* start *

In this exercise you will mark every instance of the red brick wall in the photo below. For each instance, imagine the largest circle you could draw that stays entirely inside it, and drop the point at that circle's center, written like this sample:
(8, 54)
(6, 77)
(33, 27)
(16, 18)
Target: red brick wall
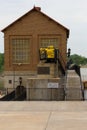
(34, 25)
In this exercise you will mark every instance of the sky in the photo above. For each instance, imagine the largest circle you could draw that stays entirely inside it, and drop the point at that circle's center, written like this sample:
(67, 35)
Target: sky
(70, 13)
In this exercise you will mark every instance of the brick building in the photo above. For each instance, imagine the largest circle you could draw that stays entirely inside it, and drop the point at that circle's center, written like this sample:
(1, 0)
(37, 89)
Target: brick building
(22, 40)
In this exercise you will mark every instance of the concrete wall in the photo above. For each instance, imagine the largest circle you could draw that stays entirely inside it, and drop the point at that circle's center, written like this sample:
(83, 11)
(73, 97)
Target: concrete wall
(44, 89)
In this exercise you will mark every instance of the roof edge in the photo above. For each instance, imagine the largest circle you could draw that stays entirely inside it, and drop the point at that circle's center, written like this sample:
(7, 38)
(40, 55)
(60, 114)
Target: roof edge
(39, 10)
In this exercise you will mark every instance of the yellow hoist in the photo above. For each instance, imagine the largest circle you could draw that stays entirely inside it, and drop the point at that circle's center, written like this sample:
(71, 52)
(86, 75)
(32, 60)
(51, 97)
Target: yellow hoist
(49, 54)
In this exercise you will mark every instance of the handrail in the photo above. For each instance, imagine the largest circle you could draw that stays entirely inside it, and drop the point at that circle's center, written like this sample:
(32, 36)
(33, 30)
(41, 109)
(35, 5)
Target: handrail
(63, 62)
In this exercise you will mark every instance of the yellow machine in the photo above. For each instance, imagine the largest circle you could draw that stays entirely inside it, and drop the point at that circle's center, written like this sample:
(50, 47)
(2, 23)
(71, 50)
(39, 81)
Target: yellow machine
(49, 54)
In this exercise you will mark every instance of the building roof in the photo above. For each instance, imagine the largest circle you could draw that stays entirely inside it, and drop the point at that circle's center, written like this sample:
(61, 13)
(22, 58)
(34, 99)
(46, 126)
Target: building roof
(38, 9)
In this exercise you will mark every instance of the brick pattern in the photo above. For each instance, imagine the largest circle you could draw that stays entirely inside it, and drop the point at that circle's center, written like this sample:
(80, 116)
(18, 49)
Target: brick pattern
(34, 25)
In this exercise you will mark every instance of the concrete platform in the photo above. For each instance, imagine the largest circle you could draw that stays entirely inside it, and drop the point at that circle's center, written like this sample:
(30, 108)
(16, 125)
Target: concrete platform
(52, 115)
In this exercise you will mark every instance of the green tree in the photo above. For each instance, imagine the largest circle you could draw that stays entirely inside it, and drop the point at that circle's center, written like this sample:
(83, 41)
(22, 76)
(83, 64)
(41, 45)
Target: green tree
(1, 62)
(79, 60)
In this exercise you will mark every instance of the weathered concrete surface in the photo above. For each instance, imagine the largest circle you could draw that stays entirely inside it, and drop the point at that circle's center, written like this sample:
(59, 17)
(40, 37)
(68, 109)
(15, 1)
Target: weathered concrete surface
(43, 115)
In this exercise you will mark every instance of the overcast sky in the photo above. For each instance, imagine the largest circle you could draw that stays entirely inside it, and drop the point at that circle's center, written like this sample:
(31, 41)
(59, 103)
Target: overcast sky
(70, 13)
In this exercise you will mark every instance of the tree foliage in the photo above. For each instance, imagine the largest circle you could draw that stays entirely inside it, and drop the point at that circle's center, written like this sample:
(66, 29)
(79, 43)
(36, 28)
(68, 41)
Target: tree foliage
(79, 60)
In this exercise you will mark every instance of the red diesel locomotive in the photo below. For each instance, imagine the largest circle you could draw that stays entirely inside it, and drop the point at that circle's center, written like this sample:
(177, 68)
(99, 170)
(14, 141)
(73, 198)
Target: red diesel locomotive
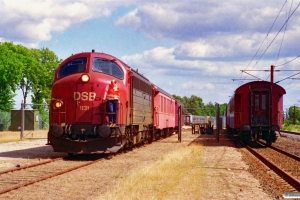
(79, 113)
(255, 111)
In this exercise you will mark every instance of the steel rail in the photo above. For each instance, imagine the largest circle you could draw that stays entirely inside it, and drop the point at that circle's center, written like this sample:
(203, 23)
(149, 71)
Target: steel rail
(283, 152)
(29, 166)
(47, 177)
(284, 175)
(290, 132)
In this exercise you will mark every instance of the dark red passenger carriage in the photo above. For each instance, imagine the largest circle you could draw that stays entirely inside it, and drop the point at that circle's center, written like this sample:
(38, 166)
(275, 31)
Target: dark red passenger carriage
(255, 111)
(79, 112)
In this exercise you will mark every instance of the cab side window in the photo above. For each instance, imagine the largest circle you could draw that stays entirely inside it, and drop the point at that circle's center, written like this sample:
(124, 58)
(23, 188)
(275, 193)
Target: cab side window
(72, 67)
(107, 67)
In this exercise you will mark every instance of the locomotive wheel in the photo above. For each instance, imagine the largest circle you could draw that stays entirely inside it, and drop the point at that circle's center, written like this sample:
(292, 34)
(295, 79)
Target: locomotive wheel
(268, 143)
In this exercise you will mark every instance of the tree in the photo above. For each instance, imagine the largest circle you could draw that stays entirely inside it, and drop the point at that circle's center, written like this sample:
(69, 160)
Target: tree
(47, 63)
(294, 114)
(223, 108)
(11, 66)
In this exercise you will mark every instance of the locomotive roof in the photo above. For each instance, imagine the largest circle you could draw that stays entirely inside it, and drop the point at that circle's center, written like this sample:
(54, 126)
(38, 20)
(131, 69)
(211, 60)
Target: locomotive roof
(242, 87)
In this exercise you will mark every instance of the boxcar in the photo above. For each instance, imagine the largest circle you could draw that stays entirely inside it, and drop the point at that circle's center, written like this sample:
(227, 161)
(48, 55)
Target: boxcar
(255, 111)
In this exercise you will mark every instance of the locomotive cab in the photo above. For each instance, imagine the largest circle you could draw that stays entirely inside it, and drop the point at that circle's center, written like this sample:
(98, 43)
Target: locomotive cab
(256, 111)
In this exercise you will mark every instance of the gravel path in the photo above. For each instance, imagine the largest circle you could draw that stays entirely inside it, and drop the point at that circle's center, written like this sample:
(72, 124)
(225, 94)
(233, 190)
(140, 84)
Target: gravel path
(227, 175)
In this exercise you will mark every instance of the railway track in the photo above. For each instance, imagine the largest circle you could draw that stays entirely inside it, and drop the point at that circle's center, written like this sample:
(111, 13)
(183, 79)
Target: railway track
(284, 164)
(20, 177)
(290, 132)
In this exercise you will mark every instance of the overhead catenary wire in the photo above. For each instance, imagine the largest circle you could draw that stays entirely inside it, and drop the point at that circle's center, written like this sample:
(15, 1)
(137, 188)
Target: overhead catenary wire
(277, 34)
(284, 25)
(265, 38)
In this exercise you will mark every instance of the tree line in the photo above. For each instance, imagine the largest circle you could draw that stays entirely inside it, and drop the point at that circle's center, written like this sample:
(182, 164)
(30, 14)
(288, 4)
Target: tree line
(28, 70)
(194, 105)
(292, 116)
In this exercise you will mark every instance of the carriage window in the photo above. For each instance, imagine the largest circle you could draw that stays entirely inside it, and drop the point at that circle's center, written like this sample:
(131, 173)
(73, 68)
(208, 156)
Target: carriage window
(107, 67)
(256, 102)
(263, 102)
(72, 67)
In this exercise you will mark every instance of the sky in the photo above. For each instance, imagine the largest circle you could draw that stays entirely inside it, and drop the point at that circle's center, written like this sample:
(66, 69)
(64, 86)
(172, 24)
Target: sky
(186, 47)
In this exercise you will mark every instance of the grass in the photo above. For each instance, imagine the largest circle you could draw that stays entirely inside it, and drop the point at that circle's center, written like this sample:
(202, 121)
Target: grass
(166, 178)
(15, 136)
(292, 128)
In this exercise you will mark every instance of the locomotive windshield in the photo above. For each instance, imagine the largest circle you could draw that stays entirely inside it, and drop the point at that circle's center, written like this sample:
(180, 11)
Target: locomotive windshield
(72, 67)
(107, 67)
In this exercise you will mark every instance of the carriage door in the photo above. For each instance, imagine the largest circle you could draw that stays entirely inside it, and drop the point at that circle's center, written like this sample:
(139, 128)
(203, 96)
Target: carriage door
(84, 98)
(260, 108)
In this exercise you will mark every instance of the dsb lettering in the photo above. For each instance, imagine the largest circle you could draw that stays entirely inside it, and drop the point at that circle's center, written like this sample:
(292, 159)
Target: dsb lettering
(84, 96)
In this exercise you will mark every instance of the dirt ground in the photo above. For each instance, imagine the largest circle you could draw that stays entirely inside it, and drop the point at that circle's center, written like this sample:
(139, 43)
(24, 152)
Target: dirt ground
(226, 174)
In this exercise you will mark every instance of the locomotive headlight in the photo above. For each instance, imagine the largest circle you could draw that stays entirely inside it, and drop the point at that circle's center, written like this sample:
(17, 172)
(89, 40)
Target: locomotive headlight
(85, 78)
(58, 104)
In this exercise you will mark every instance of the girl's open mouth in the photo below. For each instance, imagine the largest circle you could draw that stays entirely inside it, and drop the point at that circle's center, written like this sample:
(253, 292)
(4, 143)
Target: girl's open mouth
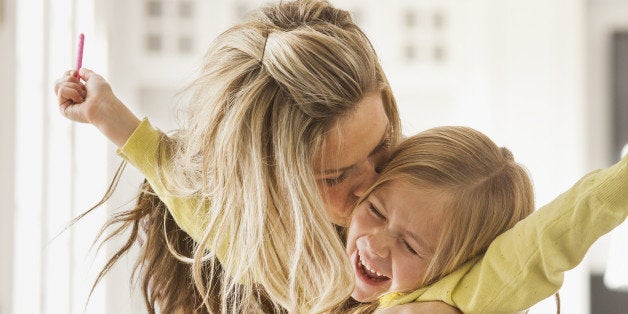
(367, 273)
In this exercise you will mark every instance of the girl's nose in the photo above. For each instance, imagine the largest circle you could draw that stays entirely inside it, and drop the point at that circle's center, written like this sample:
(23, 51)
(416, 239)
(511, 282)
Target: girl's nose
(379, 244)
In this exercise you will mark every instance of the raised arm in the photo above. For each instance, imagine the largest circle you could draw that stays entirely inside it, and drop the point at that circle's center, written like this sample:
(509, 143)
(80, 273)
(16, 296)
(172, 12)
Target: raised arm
(526, 264)
(138, 142)
(94, 102)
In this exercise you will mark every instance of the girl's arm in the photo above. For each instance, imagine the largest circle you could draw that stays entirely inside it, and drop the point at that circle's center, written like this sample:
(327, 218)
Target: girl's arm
(526, 264)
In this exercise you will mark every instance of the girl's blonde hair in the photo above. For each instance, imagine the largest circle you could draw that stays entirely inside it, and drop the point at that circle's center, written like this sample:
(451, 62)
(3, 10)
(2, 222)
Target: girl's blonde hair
(487, 192)
(270, 89)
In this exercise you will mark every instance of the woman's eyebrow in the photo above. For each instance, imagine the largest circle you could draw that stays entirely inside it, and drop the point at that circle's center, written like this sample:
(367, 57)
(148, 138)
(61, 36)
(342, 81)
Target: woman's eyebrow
(381, 143)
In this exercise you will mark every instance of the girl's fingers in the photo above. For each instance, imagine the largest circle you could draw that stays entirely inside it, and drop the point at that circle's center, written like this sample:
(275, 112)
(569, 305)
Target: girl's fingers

* end *

- TASK INSTRUCTIONS -
Your task is to extract the lines running from the one with "the girl's arm" to the end of the material, inclusive, copying each exactly and adding nothing.

- EXERCISE RESPONSE -
In this exercise you will mark every instance of the girl's arm in the photo above. For each instance, imagine the largest circle you could draw that stays entirely inside it, and drop the point at that circle's center, written like this sample:
(327, 218)
Target: girl's arm
(526, 264)
In this exercise you will mark every instance of the girl's blonde hair in the photo above. For each instance, imagine the largest circle you could draw that stays entirely inside it, and drop the point at that circle's center, written like this sample:
(451, 62)
(3, 10)
(2, 222)
Target: girl's blonde hair
(487, 192)
(270, 89)
In this exercise you will mark every instance of the woman's eyebrow in the photo above. For each instance, imagine the largest circle you could draw that stays entirely inside it, and drop the point at that circle's center, written like this sample:
(367, 57)
(148, 138)
(61, 36)
(342, 81)
Target: woman's eyebrow
(381, 143)
In this exercise you will mark every instance of the girl's fingers in the photo above. For each instance, imagine the largest circle you could draw that stays entirely inside it, and drop the point at that circle's center, written like this sample:
(275, 112)
(569, 305)
Target: girl's fingers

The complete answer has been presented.